Your objective:
Edit the entries from the line with "Task: point to every instance of the hat" through the line with "[[631, 149]]" so that "black trousers" becomes "dark trousers" and everything else stays the same. Return only those lines.

§ §

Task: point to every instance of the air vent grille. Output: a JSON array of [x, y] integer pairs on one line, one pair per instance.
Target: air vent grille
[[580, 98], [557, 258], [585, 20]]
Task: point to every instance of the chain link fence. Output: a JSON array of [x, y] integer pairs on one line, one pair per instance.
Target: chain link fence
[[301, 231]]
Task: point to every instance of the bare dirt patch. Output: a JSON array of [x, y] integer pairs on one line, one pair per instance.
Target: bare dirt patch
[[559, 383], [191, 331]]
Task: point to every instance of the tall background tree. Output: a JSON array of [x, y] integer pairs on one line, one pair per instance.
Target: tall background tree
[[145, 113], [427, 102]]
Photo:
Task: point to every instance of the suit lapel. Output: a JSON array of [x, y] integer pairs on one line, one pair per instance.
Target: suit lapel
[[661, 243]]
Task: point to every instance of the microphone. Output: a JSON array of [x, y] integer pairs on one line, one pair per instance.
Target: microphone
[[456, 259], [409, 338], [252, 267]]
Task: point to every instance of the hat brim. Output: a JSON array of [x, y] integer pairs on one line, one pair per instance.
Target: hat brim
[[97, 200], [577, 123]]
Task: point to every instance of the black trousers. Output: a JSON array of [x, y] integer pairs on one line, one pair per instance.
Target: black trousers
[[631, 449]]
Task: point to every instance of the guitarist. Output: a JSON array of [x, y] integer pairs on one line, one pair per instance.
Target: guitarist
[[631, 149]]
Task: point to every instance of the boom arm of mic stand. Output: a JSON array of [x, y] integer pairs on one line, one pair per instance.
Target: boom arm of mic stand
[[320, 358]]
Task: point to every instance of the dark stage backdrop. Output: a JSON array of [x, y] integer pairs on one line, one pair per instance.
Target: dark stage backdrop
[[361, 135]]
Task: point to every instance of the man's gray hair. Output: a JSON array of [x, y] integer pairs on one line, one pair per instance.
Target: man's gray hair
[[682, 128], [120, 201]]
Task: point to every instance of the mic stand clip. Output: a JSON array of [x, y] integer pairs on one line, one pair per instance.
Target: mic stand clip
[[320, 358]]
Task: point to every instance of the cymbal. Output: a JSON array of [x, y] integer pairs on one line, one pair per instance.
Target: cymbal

§ §

Task result:
Task: point to every instance of the hat brim. Output: a JSON array of [x, y] integer pairs on one line, one pair per instance.
Target: hat brim
[[97, 200], [577, 123]]
Task: point to every instance of the dark trousers. Output: a JSON array of [x, y] integer pairs on one line, one pair per instance.
Target: dark trousers
[[631, 449]]
Task: point to every instance of the guitarist. Output: a JSON array of [x, y] integer pairs on one line, one pair per instance.
Target: guitarist
[[631, 149]]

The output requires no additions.